----- TEXTO ANALIZADO -----
David Bowie ha muerto y me he llevado un disgusto tremendo, porque no solo no me parecía viejo, me parecía inmortal desde que bebió la sangre humana en la película "El ansia" junto a Catherine Deneuve y eso me ha hecho palmaria mi propia finitud. Ha muerto demasiado pronto, pero lo ha hecho ganando mi admiración. Porque para acabar, se ha vuelto a quedar con nosotros (por lo menos conmigo). Ha vuelto a ser imprevisible. Se ha apartado de los focos y de un paso lateral se ha ido, esta vez sin trampas ni maquillaje, sin cambios de piel ni de argumento, uno de los pocos personajes que todavía no había interpretado.
Atrás quedan millones de momentos que me han emocionado durante su carrera artística (no sólo musical). No estando siempre de acuerdo en su línea artística, pero siempre reconociendo su talento. Siempre por delante, siempre avanzado, por eso quizás se ha ido pronto, para adelantarnos.
----- DATOS PROPORCIONADOS -----
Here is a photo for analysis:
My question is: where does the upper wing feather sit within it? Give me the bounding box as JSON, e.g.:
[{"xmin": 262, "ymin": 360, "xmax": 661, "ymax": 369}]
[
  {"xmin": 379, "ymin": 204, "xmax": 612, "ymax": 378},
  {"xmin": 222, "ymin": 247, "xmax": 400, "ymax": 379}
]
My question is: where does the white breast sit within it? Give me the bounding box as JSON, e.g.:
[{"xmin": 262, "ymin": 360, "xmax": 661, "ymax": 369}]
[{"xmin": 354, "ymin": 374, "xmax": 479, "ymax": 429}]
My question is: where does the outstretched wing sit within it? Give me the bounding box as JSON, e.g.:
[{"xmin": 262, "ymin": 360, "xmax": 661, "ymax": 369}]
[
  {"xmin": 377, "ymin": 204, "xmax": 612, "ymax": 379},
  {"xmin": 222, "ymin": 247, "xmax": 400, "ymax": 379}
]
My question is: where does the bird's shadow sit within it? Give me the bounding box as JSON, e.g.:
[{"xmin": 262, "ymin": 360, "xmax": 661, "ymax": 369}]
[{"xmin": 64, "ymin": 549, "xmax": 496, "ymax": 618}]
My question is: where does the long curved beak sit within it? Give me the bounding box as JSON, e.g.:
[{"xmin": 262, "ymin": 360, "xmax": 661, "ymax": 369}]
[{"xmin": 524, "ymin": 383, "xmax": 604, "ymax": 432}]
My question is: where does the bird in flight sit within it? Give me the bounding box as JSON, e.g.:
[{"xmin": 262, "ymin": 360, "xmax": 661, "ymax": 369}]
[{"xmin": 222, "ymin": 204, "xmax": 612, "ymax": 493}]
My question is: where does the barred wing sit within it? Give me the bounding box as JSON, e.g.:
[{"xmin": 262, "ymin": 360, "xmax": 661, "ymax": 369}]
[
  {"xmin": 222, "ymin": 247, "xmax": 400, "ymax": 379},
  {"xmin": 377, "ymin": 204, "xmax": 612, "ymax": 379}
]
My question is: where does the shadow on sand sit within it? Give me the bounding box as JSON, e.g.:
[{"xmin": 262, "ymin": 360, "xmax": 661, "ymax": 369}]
-----
LISTA DE TAREAS =>
• 1. Transcriba el fragmento del texto sobre David Bowie comprendido entre "Atrás quedan millones" y "pronto, para adelantarnos.", ambos incluidos.
• 2. Prosiga el texto sobre la muerte de David Bowie desde el punto en que termina.
Los datos proceden de una fuente distinta de la del texto.

RESULTADOS DEL EJERCICIO =>
• 1.
Atrás quedan millones de momentos que me han emocionado durante su carrera artística (no sólo musical). No estando siempre de acuerdo en su línea artística, pero siempre reconociendo su talento. Siempre por delante, siempre avanzado, por eso quizás se ha ido pronto, para adelantarnos.

• 2.
Bowie
ha muerto de cáncer sin que nos hayamos enterado, sin dar noticias de ello, mientras discutíamos
si su último disco era bueno o malo. Ha fallecido anónimamente, como uno más, sin
recurrir a los periodistas, ni a las redes sociales, para que nos
solidarizáramos con su sufrimiento y el de sus familiares. Igual que
todos los millones de incógnitos que enferman, se curan o mueren todos los
días, callados, llevando dignamente su experiencia, sin usar ni bombos
ni platillos, sin escribir libros o dar entrevistas. Incluso, ha tenido el desparpajo de hacerlo con un
vídeo premonitorio como si quisiera darnos la noticia poco a poco sin que nos asustáramos.
Una última
reverencia final del duque antes del cierre del telón, desapareciendo al
frotar su lámpara de Aladino, sin ni siquiera esperar al aplauso
enfervorizado que yo hoy le estoy dando ahora mismo genuflexo.
See you in heaven Duke... Or not... Ashes to ashes.